Data shown:
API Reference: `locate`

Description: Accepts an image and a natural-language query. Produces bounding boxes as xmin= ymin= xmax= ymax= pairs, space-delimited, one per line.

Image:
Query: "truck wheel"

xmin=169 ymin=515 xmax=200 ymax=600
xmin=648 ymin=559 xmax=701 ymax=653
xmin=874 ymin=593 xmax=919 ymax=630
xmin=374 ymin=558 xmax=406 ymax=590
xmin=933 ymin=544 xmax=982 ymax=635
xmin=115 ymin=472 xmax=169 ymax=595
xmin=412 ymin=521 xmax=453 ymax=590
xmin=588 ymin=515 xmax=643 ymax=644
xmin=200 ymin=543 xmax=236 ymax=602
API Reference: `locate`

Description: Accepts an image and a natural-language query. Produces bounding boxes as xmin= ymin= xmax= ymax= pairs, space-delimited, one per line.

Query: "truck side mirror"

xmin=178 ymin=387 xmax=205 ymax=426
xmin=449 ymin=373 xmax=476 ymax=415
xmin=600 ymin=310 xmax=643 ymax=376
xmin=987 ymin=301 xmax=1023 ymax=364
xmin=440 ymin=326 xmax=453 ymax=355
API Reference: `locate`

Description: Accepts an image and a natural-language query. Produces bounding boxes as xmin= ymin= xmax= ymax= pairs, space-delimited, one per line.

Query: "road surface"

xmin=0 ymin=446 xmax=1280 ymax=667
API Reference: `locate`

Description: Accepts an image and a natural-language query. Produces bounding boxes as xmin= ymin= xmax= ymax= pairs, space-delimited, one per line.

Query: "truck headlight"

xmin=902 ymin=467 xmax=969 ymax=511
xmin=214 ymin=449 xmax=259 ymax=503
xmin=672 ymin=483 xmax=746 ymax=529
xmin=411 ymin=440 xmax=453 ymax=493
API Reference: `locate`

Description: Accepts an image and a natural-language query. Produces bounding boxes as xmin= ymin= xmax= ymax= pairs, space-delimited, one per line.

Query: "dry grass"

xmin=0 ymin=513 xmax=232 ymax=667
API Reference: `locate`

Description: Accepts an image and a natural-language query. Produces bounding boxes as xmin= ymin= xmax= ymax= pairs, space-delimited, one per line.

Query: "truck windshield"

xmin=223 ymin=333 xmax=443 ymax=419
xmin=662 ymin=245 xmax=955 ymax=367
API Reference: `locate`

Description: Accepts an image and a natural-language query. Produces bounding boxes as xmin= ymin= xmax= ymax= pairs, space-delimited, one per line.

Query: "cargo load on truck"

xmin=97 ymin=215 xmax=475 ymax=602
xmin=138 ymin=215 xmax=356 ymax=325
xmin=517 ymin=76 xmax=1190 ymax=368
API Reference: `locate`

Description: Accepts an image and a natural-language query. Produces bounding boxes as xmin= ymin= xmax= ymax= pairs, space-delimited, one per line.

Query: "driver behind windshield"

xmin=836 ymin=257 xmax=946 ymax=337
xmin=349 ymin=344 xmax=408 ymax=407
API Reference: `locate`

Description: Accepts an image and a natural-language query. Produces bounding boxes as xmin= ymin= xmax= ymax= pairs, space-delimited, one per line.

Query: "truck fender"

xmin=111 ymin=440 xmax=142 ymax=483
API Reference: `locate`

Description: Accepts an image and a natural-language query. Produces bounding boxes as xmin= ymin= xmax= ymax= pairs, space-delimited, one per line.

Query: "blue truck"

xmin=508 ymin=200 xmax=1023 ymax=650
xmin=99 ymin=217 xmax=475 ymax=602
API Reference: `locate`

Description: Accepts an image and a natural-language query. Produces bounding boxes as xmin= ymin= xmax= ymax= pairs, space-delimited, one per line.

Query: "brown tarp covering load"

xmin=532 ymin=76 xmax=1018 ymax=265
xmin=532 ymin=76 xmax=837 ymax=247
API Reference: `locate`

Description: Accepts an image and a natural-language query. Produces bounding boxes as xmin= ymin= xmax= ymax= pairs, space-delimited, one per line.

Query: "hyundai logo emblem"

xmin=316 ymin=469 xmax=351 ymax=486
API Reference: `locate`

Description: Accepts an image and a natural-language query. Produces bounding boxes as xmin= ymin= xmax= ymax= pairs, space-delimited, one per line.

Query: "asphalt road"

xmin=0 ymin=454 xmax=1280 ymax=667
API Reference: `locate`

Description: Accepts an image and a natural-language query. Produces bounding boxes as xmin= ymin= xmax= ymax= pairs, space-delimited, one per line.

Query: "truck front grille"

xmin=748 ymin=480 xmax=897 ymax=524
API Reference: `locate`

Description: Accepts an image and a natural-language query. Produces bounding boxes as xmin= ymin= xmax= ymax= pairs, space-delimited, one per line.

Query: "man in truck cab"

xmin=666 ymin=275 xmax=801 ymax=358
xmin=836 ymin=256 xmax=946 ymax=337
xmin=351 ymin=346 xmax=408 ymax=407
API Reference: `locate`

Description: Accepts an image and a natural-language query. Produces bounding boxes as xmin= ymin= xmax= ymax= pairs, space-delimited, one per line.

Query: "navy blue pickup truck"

Problem statement: Turn all of the lines above into a JSON list of strings, one string per line, leaving out the blank lines.

Completed task:
[
  "API Reference: `locate`",
  "Description: Accepts an image and a natural-language query. Produces bounding boxes as xmin= ymin= xmax= ymax= pairs, space-delimited, one per line.",
  "Image:",
  "Query: \"truck wheel\"",
  "xmin=169 ymin=515 xmax=200 ymax=600",
  "xmin=648 ymin=559 xmax=701 ymax=653",
  "xmin=874 ymin=593 xmax=919 ymax=630",
  "xmin=374 ymin=558 xmax=406 ymax=590",
  "xmin=933 ymin=544 xmax=982 ymax=635",
  "xmin=115 ymin=472 xmax=169 ymax=595",
  "xmin=412 ymin=521 xmax=453 ymax=590",
  "xmin=588 ymin=515 xmax=643 ymax=644",
  "xmin=200 ymin=543 xmax=236 ymax=602",
  "API Reference: `locate`",
  "Description: Accepts an image and a natural-language query. Produces bounding boxes as xmin= ymin= xmax= ymax= pairs, space-delimited, one per line.",
  "Query: \"truck side mirror\"",
  "xmin=178 ymin=387 xmax=205 ymax=426",
  "xmin=449 ymin=373 xmax=476 ymax=415",
  "xmin=600 ymin=310 xmax=643 ymax=376",
  "xmin=987 ymin=301 xmax=1023 ymax=364",
  "xmin=440 ymin=326 xmax=453 ymax=355",
  "API Reference: `locate`",
  "Description: Accepts an image and a natural-language query. Produces bounding boxes as xmin= ymin= xmax= ymax= pairs, space-delimited, one per line.",
  "Query: \"road surface\"",
  "xmin=0 ymin=446 xmax=1280 ymax=667",
  "API Reference: `locate`",
  "Description: Accepts an image and a natural-language query. Produces bounding boxes as xmin= ymin= xmax= ymax= pairs, space-delimited, one per line.",
  "Query: \"truck headlight\"",
  "xmin=902 ymin=467 xmax=969 ymax=511",
  "xmin=214 ymin=449 xmax=259 ymax=503",
  "xmin=672 ymin=483 xmax=746 ymax=529",
  "xmin=411 ymin=440 xmax=453 ymax=493",
  "API Reference: `locate`",
  "Description: Accepts an image and a natural-language query. Produces bounding boxes as xmin= ymin= xmax= ymax= pairs, space-delimited, one per line.",
  "Query: \"dry grass\"",
  "xmin=0 ymin=513 xmax=232 ymax=667",
  "API Reference: `locate`",
  "Description: Accepts an image and a natural-language query. Produces bounding boxes as xmin= ymin= xmax= ymax= pairs, space-delimited, one per line.",
  "Query: \"truck windshield\"",
  "xmin=223 ymin=333 xmax=443 ymax=419",
  "xmin=662 ymin=245 xmax=955 ymax=367",
  "API Reference: `locate`",
  "Description: Accepts an image and a natural-language query. Produces bounding boxes as xmin= ymin= xmax= ymax= pairs, space-delimited, one per line.",
  "Query: \"cargo load on truck\"",
  "xmin=97 ymin=215 xmax=475 ymax=602",
  "xmin=138 ymin=215 xmax=356 ymax=325",
  "xmin=517 ymin=76 xmax=1190 ymax=368",
  "API Reference: `locate`",
  "Description: Accepts an image and a natural-language query. Produces bounding boxes as xmin= ymin= xmax= ymax= pairs, space-delimited, one per line.",
  "Query: \"driver behind windshield\"",
  "xmin=836 ymin=257 xmax=946 ymax=337",
  "xmin=349 ymin=344 xmax=408 ymax=407",
  "API Reference: `locate`",
  "Description: Accepts an image and a natural-language query. Produces bounding boxes as xmin= ymin= xmax= ymax= pairs, space-delimited, one per line.",
  "Query: \"truck fender\"",
  "xmin=111 ymin=440 xmax=142 ymax=483",
  "API Reference: `locate`",
  "Description: Accepts an image and a natural-language query. Produces bounding boxes as xmin= ymin= xmax= ymax= pairs, space-delimited, one per line.",
  "Query: \"blue truck\"",
  "xmin=508 ymin=200 xmax=1023 ymax=650",
  "xmin=99 ymin=217 xmax=475 ymax=602",
  "API Reference: `locate`",
  "Description: Accepts an image and a natural-language query. Produces bounding boxes as xmin= ymin= xmax= ymax= pairs, space-delimited, one per line.",
  "Query: \"brown tarp covering load\"",
  "xmin=532 ymin=76 xmax=1018 ymax=265",
  "xmin=532 ymin=76 xmax=837 ymax=247",
  "API Reference: `locate`",
  "Description: Accepts an image and a natural-language query. Produces bounding boxes as xmin= ymin= xmax= ymax= pairs, space-delimited, one per line.",
  "Query: \"hyundai logo emblem\"",
  "xmin=316 ymin=469 xmax=351 ymax=486",
  "API Reference: `locate`",
  "Description: Accepts an image and a natural-language query. Produces bounding boxes as xmin= ymin= xmax= ymax= pairs, space-delimited, one per line.",
  "Query: \"asphalt road\"",
  "xmin=0 ymin=454 xmax=1280 ymax=667",
  "API Reference: `locate`",
  "Description: Accepts an image and a natural-language query. Produces bounding boxes as xmin= ymin= xmax= ymax= pairs, space-delimited, one per line.",
  "Query: \"truck front grille\"",
  "xmin=748 ymin=480 xmax=897 ymax=524",
  "API Reference: `locate`",
  "Description: Accepts an image and a natural-language query. Produces bounding boxes as xmin= ymin= xmax= ymax= pairs, space-delimited, one per line.",
  "Query: \"man in truck cab\"",
  "xmin=666 ymin=275 xmax=801 ymax=358",
  "xmin=836 ymin=256 xmax=946 ymax=337",
  "xmin=351 ymin=346 xmax=408 ymax=407",
  "API Reference: `locate`",
  "Description: Accepts an image and a natural-language query. Produces bounding boxes as xmin= ymin= xmax= ymax= pairs, space-delimited, one per line.",
  "Query: \"navy blue pickup truck\""
]